----- Record excerpts

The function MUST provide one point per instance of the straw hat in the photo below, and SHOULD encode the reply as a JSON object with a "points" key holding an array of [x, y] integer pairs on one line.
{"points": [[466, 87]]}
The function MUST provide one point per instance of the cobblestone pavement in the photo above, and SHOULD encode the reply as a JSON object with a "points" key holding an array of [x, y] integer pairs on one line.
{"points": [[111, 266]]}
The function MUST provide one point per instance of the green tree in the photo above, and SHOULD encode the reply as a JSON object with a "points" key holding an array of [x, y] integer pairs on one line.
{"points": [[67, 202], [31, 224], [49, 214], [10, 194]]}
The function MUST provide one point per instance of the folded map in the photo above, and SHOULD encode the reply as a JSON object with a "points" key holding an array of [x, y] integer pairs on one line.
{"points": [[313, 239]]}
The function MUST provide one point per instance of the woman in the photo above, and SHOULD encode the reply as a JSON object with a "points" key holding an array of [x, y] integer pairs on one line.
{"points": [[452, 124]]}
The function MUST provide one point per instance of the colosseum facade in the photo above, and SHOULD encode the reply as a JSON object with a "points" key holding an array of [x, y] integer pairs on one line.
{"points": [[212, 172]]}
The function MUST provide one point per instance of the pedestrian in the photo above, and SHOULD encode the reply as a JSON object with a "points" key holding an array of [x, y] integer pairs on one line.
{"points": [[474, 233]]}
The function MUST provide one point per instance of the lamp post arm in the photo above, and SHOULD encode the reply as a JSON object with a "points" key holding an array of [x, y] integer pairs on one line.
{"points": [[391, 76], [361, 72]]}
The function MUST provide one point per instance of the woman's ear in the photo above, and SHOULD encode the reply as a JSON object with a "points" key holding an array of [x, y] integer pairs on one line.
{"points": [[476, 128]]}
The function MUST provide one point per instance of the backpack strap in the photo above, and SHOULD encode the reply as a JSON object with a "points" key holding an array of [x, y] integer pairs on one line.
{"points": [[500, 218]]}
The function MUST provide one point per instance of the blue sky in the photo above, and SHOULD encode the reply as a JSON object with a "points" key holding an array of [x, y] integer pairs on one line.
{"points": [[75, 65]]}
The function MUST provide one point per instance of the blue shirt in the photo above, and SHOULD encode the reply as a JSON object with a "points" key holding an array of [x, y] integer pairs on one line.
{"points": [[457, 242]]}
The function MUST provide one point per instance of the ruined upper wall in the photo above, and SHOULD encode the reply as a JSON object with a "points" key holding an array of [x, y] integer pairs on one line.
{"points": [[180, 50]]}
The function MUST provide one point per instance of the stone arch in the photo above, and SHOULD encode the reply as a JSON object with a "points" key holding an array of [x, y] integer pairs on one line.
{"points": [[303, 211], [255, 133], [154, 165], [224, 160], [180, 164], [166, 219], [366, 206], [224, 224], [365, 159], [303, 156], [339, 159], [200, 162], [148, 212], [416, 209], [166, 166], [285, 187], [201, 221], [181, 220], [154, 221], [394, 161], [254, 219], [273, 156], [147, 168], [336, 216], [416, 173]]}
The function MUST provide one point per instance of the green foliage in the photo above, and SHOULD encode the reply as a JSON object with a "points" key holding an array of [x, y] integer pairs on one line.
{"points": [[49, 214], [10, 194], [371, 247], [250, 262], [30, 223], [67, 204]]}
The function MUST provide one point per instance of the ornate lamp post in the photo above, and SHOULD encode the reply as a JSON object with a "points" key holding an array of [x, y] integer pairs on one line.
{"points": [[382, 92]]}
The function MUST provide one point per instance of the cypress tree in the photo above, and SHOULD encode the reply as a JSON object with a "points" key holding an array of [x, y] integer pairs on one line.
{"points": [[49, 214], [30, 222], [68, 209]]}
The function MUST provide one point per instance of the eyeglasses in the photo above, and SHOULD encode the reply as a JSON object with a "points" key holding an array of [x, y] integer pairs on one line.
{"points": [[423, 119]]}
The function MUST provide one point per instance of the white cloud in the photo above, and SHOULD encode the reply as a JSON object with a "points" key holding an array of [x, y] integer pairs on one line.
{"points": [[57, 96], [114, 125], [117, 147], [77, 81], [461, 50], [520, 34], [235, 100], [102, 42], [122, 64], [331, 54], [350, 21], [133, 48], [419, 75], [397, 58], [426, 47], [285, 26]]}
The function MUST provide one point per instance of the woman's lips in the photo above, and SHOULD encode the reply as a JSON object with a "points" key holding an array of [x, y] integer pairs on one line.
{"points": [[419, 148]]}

----------

Your objective: Would you transcribe the data above exactly as it stands?

Output below:
The function MUST provide one point per instance of the straw hat in the photo below, and SHOULD encode the reply as a JSON object with a "points" key holding an array of [x, y] integer pairs on one line.
{"points": [[466, 87]]}
The function MUST provide one point per instance of the cobblestone pavement in the photo above, and SHOULD encode the reply as a JSON object with a "points" key holding an array of [x, y] integer pairs on one line.
{"points": [[111, 266]]}
The function MUST provide one point per instance of the green tree in the photo above, and SHOULD encode the reply as a JSON object with a "points" key holding an array of [x, y] integer pairs on one line.
{"points": [[67, 202], [31, 224], [49, 214], [10, 194]]}
The function MUST provide one point per instance of the folded map in the photo above, and SHOULD encode the reply as a JSON object with a "points" key holding an array of [x, y] integer pairs on one line.
{"points": [[313, 239]]}
The function MUST provide one point per instance of the woman in the photo above, and SHOULD encode the reply as a JSON object with a "points" key holding an array of [x, y] integer pairs on one line.
{"points": [[452, 124]]}
The function MUST provide one point per instance of the colosseum facade in the photo above, and SHOULD encode the reply as a JSON object with a "points" key holding an array of [x, y] integer pairs on one line.
{"points": [[212, 172]]}
The function MUST provide one point per instance of the pedestrian in the photo above, and SHOULD encode the reply as a JSON object with a "points" key holding an array of [x, y] integer pairs on one line.
{"points": [[474, 233]]}
The function MUST provide one point per instance of the lamp post arm in the photo above, and SHOULD encode the reply as a JSON object with a "points" key holding an array of [x, y] integer pairs on one line.
{"points": [[391, 76], [361, 72]]}
The function MUST provide one point per instance of the woman's ear in the photo above, and SHOULD encode the reply as a JSON object with a "points" key holding an array of [x, y] integer pairs on one line.
{"points": [[476, 128]]}
The function MUST provide one point per instance of the backpack strap in the photo above, and SHOULD encode the reply as a JSON object with a "points" key holding an array of [x, y] integer pairs on one line.
{"points": [[500, 218]]}
The function MUST provide one point per instance of the blue sky in the photo above, and SHOULD encode the reply as a JSON object with a "points" key holding an array of [x, y] integer pairs on one line.
{"points": [[75, 65]]}
The function MUST provide one point per instance of the blue shirt in the photo above, and SHOULD encode the reply as a JSON object with a "points" key holding an array of [x, y] integer pairs on one line.
{"points": [[457, 242]]}
The function MUST provide one point per instance of the ruined upper wall in the photo above, and SHOULD encode the reply as a JSON object with a "points" key holding an array of [x, y] integer pairs on one line.
{"points": [[180, 50]]}
The function MUST provide one point per instance of the stone arch in the photo above, and SHOULD encode the reply as a JSON object with a "points" key holding an array of [x, y] integer pairs on one line.
{"points": [[303, 211], [255, 133], [154, 165], [224, 160], [180, 164], [166, 219], [366, 206], [224, 224], [365, 159], [303, 156], [339, 159], [200, 162], [148, 212], [416, 209], [166, 166], [285, 187], [201, 221], [181, 220], [154, 221], [394, 161], [254, 219], [273, 156], [147, 168], [336, 216], [416, 173]]}
The function MUST provide one point per instance of the green foliage in the photo above, and SHOULD encode the reply as a JSON object with a "points" key holding an array of [x, y] integer pairs on one line.
{"points": [[49, 214], [10, 194], [371, 247], [250, 262], [30, 223], [67, 204]]}
The function MUST provide one point per instance of the ornate lamp post in the photo above, and SHOULD encode the reply as a JSON object with a "points" key holding an array of [x, y] integer pairs on one line.
{"points": [[382, 92]]}
The function MUST provide one point per instance of the cypress tree in the photo above, and SHOULD encode the reply as a JSON object with a "points" key holding an array of [x, y] integer pairs on one line.
{"points": [[49, 214], [30, 222], [68, 209]]}
The function MUST provide one point per instance of the eyeglasses in the photo above, and SHOULD encode the reply as a JSON object with a "points" key holding an array of [x, y] integer pairs on one line.
{"points": [[423, 119]]}
The function MUST provide one point per instance of the white cloud in the photo above, and SHOULD encode the reply as a JSON object with a "points" key holding an array of [x, y] integer pairs on one line.
{"points": [[57, 96], [114, 125], [117, 147], [77, 81], [461, 50], [520, 34], [235, 100], [102, 42], [122, 64], [331, 54], [350, 21], [133, 48], [419, 75], [397, 58], [426, 47], [285, 26]]}
The function MUST provide one point per instance of the woman's lips in the photo above, and SHOULD encode the reply as a JSON object with a "points" key holding an array of [x, y] integer pairs on one line.
{"points": [[419, 148]]}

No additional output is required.